(Supplied text)
A few posts back, I wondered whether or not I had any fans in New Haven. Turns out I do. Some of them spoke up in replies to that LJ entry, and others sent me email. Here’s why I asked —

Next month Parris and I will be making our annual visit to Boston for Boskone (a great convention, I urge you all to attend). After the con, we’ll be making our annual post-Boskone visit to New York City. We usually take the train down from Boston to NYC’s Penn Station (soon to be renamed Moynihan Station, I hope, in honor of Parris’s Uncle Pat), and that’s what we plan to do this year… but this year, we’re planning on getting off at New Haven on the way, to try out the pizza.

Some of you may have read my “What I’m Reading” page, and may remember my 2005 review of Ed Levine’s book about pizza, A SLICE OF HEAVEN. If so, you’ll know that I am a huge fan of classic NYC style thin crust pizza pie (“real pizza,” I call it, and don’t talk to me about that Chicago deep-dish tomato and bread casserole thing). Well, Levine’s book claims that the best pizza in the world comes from New Haven. Since that time, I’ve also seen a special on the Food Channel that makes the same claim. Two specific places are mentioned — Frank Pepe’s and Sally’s.

(Written request)
Reproduce the post about stopping in New Haven for pizza word for word, from its first sentence to its last.

(Data block)
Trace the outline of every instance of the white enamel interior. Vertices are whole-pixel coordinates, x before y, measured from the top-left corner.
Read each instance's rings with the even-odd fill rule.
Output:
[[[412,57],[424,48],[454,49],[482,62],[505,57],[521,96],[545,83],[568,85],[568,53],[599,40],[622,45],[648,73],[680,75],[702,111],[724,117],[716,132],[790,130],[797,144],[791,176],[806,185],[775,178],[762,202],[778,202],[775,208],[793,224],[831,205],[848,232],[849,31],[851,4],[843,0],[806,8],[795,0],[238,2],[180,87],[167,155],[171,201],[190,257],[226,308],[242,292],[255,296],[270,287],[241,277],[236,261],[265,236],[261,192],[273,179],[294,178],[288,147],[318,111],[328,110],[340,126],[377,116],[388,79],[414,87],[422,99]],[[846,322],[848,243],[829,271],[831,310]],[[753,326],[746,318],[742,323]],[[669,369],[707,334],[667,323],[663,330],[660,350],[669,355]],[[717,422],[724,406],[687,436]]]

(Task answer)
A few posts back, I wondered whether or not I had any fans in New Haven. Turns out I do. Some of them spoke up in replies to that LJ entry, and others sent me email. Here’s why I asked —

Next month Parris and I will be making our annual visit to Boston for Boskone (a great convention, I urge you all to attend). After the con, we’ll be making our annual post-Boskone visit to New York City. We usually take the train down from Boston to NYC’s Penn Station (soon to be renamed Moynihan Station, I hope, in honor of Parris’s Uncle Pat), and that’s what we plan to do this year… but this year, we’re planning on getting off at New Haven on the way, to try out the pizza.

Some of you may have read my “What I’m Reading” page, and may remember my 2005 review of Ed Levine’s book about pizza, A SLICE OF HEAVEN. If so, you’ll know that I am a huge fan of classic NYC style thin crust pizza pie (“real pizza,” I call it, and don’t talk to me about that Chicago deep-dish tomato and bread casserole thing). Well, Levine’s book claims that the best pizza in the world comes from New Haven. Since that time, I’ve also seen a special on the Food Channel that makes the same claim. Two specific places are mentioned — Frank Pepe’s and Sally’s.